The task :: Your output should be the lines from the one with "Reviewer note: confirm that each instance of the banner" through the end of the entries below, set down word for word and nothing else.

Dataset excerpts ::
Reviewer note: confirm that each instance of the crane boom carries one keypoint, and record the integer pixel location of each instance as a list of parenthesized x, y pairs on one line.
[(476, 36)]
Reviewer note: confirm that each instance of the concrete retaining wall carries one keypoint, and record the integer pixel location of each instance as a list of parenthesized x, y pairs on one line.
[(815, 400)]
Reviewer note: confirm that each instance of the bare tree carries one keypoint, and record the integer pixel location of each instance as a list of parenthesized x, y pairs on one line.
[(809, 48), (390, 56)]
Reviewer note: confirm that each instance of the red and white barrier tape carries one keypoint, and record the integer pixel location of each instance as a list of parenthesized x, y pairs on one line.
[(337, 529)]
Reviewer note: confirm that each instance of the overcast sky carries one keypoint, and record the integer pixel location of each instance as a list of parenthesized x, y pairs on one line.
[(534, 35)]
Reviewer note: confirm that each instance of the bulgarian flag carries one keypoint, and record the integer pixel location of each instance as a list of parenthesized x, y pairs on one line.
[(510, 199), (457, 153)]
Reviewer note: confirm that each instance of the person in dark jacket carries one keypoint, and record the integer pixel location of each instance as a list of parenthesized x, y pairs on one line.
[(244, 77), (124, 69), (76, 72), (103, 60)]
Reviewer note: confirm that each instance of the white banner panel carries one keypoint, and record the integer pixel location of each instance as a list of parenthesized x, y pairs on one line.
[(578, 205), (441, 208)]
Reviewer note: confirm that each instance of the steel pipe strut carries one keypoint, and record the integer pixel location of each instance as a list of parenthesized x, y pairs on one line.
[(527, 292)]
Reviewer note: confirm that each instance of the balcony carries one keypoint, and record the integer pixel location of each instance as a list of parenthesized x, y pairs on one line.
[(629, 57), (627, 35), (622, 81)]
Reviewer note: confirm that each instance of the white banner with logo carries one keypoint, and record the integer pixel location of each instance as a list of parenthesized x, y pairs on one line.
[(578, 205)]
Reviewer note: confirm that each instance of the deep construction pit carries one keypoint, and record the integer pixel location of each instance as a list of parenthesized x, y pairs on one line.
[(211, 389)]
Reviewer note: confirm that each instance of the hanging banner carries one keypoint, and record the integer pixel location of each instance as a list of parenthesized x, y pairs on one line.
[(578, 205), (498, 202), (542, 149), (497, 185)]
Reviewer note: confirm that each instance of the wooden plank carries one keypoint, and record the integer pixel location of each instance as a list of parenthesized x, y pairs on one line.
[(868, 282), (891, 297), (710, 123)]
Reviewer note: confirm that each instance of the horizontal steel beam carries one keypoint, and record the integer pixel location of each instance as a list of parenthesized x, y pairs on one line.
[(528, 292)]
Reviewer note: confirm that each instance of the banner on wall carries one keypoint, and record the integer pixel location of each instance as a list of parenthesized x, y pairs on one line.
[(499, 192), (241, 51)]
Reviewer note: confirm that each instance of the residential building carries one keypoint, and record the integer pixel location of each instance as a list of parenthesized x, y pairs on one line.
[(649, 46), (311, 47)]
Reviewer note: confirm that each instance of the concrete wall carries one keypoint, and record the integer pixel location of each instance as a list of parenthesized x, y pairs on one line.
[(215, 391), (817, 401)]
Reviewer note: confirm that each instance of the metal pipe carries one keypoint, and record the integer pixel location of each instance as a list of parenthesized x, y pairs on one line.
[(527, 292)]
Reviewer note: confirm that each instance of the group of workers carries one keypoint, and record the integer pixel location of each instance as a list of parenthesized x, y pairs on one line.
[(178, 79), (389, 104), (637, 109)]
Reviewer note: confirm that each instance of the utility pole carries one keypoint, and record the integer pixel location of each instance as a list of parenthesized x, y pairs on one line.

Solution for this problem ::
Reviewer note: confirm that each instance of the banner on wall carries one keypoint, and record the integer pixel location of each instance as a list of parenthesized x, y pairs on one line.
[(499, 192), (241, 51)]
Reviewer note: confirm that each instance of the residential building carries one keypoint, and record the integer pixel location of each instance as a list of parenthesized x, y pairs on one line.
[(649, 46), (311, 47)]
Reviewer note: confirm that each instance of the concrete wall carries one keypoint, and record the integer pixel location of each instance as a list of parenthesized x, y pairs on one line.
[(215, 391), (817, 401)]
Reviewer note: confirm that each instance of the metal pipe carries one keypoint, and record the integer pixel location of each instance as a list of parenthesized x, y pairs on one line.
[(527, 292)]
Reviewer note: confirm that each instance of the group of workers carries one keypoint, and record the integer pixel location of each instance as a list of parenthesized x, y pairs on one line.
[(178, 79), (389, 104), (637, 109)]
Reviewer note: confirm that each instance of the utility pole carries one keypoint, and record the integer pixel location of each instance as a list of parenthesized x, y pairs on one line.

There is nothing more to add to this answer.